[取り組む課題]
**a.** 本文に登場する企業名をすべて挙げなさい。括弧内の別名は、直前の企業名とまとめて一つとして扱いなさい。
**b.** 本文によると、日本コカ・コーラの原液工場はどこにありますか。

___ 本文 ___

日本コカ・コーラ株式会社(にほんコカコーラ)は、アメリカ合衆国に本拠を置くザ コカ・コーラ カンパニーの日本法人である。
主力事業は、「コカ・コーラ」を含む清涼飲料水。日本のコカ・コーラグループの出荷量は、2位のサントリーフーズ(サントリー食品インターナショナル)の約2倍で、日本国内の清涼飲料業界ではシェア1位である[1]。2019年10月時点、酒類(缶チューハイ)を沖縄県を除く地域で販売している(製造は日本果実工業に委託)[2]。
日本コカ・コーラは、製品開発や宣伝・マーケティング、原液の製造などを担い、製品の製造販売はフランチャイズ契約をしたボトラー各社が行う。日本市場は商品構成が多様かつユニークであるという特徴を有し、茶やコーヒーといった非炭酸飲料の販売比率が高い。
従業員500人程度の企業でありながら、数ある日本企業の中で、法人所得金額で毎年30位以内(5年連続首位の実績もあり[注 1])に位置する高利益企業でもある[3]。
滋賀県守山市に原液工場がある。

___ 抽出データ ___

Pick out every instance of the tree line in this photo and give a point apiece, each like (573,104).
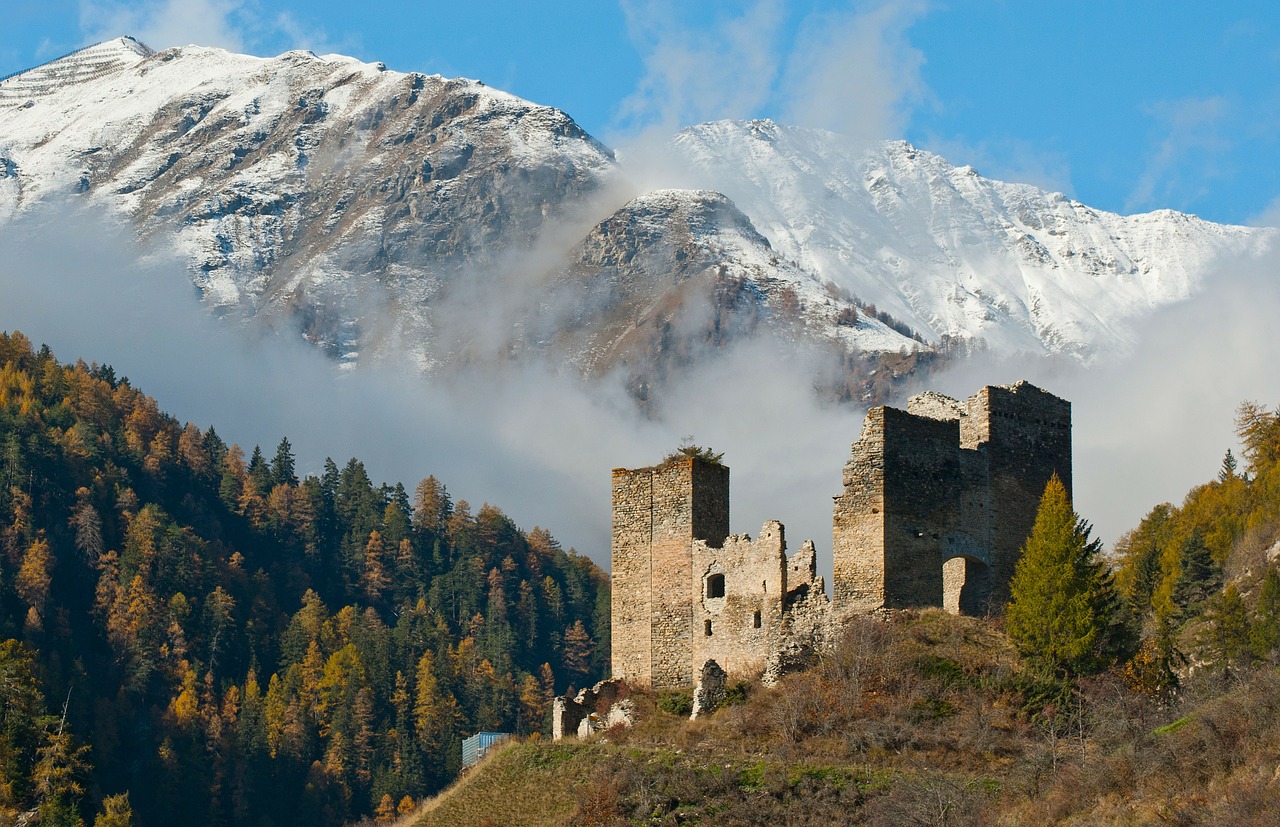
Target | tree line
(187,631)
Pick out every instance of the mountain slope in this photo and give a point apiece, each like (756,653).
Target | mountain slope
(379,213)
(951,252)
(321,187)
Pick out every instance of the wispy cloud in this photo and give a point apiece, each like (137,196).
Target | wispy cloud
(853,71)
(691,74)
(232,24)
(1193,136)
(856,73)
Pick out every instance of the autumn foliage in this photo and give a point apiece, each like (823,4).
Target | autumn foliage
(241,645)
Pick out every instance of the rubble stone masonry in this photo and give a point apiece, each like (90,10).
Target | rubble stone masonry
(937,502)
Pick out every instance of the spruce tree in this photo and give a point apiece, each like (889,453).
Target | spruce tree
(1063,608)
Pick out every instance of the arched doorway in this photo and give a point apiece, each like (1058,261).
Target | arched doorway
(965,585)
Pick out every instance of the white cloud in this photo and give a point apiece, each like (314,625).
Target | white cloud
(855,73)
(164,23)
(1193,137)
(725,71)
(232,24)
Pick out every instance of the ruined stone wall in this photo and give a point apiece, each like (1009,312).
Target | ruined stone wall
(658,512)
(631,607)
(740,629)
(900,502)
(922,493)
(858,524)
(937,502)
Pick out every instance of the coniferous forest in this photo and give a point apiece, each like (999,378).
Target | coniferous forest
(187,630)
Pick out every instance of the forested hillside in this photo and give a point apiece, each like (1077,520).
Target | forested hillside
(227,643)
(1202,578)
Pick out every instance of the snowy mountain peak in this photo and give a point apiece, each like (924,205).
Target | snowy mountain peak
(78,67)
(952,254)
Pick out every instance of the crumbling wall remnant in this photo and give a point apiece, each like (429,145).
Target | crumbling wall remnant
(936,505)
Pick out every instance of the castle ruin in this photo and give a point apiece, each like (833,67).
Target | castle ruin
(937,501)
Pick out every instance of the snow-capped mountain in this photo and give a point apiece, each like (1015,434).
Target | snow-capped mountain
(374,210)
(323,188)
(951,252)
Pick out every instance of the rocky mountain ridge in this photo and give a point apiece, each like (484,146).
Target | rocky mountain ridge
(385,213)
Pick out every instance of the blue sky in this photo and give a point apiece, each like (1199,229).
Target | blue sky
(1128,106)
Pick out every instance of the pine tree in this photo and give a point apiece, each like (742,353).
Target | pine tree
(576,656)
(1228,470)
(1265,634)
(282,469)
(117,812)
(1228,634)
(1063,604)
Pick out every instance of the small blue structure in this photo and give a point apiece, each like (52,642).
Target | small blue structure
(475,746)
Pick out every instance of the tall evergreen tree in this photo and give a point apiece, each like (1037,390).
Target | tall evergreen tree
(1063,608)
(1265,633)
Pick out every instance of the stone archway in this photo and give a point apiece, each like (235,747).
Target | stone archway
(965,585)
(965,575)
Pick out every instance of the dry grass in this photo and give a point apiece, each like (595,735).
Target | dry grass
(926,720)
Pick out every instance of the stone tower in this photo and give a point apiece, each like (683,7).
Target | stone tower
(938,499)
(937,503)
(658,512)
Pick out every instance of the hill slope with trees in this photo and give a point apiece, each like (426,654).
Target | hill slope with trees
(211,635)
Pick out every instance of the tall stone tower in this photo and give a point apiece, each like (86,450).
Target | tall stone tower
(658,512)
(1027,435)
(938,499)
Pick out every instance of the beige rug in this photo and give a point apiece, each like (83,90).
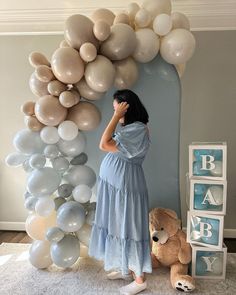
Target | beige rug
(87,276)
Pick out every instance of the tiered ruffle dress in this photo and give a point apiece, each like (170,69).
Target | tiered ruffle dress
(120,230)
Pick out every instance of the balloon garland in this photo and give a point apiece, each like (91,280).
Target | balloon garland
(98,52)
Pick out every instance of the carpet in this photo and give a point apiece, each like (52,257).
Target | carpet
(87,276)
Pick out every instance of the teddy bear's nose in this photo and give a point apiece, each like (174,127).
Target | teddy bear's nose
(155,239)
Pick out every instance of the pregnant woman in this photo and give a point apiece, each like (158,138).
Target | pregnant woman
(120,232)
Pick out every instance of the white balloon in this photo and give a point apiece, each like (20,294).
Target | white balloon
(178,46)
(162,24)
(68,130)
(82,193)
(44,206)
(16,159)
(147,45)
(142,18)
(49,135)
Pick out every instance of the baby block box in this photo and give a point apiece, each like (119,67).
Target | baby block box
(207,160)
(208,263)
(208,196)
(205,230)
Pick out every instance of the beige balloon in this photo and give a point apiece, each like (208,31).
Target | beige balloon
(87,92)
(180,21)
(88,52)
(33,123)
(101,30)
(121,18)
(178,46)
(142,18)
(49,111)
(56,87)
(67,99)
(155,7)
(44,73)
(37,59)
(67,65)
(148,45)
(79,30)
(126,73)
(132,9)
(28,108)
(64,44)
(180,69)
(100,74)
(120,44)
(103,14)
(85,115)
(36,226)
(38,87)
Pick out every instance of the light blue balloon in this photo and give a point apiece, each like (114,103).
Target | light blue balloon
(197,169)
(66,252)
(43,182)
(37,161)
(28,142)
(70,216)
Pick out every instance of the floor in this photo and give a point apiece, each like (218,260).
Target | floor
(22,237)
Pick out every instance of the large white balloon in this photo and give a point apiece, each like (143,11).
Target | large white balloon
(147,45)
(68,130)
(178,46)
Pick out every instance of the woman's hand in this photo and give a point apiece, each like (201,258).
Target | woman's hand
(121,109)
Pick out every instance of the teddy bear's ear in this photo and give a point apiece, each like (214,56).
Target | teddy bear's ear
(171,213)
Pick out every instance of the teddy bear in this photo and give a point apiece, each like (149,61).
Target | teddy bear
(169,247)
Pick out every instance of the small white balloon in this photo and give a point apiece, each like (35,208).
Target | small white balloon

___
___ 抽出データ ___

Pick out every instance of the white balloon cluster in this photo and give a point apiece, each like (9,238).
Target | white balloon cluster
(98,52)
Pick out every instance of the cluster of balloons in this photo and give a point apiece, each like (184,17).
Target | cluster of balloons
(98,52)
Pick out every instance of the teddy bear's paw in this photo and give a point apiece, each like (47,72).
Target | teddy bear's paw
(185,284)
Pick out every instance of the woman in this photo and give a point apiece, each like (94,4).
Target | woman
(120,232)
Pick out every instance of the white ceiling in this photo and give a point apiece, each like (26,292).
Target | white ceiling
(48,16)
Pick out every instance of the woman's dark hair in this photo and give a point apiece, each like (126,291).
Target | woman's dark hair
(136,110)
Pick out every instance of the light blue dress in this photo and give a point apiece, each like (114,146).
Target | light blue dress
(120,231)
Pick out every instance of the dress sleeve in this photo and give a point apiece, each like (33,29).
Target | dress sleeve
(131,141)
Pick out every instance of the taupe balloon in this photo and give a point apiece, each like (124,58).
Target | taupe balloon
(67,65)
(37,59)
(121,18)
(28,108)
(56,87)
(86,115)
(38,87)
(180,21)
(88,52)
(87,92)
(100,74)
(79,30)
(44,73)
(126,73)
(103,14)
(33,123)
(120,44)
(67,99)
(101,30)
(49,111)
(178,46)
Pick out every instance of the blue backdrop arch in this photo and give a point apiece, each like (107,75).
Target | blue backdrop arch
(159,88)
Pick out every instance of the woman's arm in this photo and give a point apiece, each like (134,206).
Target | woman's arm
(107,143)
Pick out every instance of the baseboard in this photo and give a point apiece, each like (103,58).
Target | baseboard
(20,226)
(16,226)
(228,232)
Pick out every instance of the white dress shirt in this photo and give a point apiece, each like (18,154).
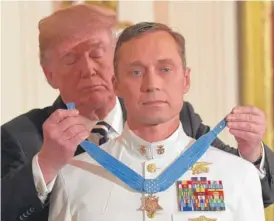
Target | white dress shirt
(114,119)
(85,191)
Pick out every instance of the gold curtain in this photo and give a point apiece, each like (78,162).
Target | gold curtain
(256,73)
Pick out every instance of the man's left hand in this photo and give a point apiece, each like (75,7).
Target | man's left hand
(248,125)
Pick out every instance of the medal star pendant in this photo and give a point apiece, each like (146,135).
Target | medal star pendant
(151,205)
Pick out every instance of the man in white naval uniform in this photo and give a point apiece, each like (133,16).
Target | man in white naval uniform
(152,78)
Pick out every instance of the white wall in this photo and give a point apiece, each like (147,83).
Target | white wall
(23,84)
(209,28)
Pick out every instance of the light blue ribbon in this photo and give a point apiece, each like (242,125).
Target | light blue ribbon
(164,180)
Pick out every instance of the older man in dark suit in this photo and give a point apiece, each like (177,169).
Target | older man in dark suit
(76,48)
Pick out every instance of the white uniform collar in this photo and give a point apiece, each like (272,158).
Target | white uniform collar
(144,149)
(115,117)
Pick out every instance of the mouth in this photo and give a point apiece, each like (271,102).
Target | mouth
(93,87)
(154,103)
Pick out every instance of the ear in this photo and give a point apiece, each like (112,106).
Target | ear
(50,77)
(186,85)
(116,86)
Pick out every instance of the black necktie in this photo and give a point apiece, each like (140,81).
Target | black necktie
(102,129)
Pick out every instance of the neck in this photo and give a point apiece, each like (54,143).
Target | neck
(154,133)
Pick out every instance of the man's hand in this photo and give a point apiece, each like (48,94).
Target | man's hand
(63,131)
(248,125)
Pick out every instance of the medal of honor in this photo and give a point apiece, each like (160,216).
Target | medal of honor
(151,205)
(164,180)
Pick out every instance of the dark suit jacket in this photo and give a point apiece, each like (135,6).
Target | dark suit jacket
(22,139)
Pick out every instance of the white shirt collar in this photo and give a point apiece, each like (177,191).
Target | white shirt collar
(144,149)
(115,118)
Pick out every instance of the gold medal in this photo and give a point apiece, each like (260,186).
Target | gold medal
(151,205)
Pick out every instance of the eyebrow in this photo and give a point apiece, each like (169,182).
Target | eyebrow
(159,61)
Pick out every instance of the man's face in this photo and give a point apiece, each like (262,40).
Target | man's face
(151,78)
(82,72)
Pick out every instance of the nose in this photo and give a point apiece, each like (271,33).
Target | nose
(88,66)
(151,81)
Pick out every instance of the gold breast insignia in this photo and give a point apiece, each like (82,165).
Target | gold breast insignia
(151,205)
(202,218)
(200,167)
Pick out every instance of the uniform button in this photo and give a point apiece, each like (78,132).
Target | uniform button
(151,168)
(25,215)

___
___ 抽出データ ___

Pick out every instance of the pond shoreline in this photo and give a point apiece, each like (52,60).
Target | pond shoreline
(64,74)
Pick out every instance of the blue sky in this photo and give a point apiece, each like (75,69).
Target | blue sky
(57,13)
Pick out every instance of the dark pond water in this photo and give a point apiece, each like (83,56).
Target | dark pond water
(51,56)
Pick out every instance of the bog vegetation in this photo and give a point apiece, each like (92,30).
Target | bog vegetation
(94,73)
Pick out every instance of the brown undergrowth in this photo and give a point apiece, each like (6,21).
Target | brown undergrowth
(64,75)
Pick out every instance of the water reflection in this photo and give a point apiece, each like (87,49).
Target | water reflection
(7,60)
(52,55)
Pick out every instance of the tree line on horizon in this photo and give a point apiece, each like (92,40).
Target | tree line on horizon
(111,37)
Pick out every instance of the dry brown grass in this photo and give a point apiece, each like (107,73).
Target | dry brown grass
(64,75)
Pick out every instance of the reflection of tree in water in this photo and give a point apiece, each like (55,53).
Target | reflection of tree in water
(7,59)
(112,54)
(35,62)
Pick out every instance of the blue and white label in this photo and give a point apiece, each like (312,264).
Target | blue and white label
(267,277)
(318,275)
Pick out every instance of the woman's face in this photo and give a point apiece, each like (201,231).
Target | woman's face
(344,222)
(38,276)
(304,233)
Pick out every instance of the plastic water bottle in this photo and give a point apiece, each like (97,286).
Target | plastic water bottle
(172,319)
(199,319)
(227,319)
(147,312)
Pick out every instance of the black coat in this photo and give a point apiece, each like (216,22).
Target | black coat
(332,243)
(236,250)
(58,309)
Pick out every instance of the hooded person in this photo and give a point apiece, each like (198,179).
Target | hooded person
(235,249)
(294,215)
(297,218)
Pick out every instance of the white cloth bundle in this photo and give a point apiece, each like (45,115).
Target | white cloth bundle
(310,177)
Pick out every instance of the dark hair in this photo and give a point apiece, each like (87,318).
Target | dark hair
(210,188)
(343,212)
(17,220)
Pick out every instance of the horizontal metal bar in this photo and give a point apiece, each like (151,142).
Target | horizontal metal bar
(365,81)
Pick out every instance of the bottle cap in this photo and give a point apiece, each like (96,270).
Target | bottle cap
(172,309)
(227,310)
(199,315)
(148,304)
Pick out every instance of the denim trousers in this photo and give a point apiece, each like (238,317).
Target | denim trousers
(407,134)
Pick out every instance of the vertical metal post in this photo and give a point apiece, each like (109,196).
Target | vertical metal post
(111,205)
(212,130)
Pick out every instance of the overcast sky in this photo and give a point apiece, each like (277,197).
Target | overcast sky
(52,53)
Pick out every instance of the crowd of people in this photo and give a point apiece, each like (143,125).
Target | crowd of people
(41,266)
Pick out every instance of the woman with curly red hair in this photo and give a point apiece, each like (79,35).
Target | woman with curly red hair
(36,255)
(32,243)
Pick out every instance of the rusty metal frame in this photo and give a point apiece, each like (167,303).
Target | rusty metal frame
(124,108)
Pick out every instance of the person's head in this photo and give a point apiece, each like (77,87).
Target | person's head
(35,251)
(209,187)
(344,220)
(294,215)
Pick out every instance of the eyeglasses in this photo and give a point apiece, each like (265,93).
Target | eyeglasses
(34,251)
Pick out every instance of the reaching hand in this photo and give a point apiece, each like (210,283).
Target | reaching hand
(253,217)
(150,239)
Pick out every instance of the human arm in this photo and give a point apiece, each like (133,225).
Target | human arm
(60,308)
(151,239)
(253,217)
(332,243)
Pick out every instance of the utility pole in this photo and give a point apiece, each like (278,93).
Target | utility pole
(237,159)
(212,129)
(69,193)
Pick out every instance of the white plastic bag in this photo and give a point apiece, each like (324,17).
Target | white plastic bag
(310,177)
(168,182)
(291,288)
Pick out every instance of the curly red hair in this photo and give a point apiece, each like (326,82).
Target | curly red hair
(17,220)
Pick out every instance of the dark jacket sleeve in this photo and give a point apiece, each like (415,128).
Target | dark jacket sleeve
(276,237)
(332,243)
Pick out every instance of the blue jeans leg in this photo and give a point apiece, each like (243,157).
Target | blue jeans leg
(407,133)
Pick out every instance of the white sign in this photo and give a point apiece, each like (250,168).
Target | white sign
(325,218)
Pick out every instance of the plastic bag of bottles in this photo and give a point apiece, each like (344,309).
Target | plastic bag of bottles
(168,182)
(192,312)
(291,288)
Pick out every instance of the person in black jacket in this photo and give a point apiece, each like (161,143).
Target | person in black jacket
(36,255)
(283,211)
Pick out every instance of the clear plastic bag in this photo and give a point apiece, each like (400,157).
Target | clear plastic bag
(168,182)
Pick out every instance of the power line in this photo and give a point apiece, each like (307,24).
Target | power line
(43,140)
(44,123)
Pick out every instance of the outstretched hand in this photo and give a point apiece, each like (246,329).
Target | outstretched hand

___

[解答例]
**a.** 日本コカ・コーラ株式会社、ザ コカ・コーラ カンパニー、サントリーフーズ(サントリー食品インターナショナル)、日本果実工業

**b.** 滋賀県守山市にあります。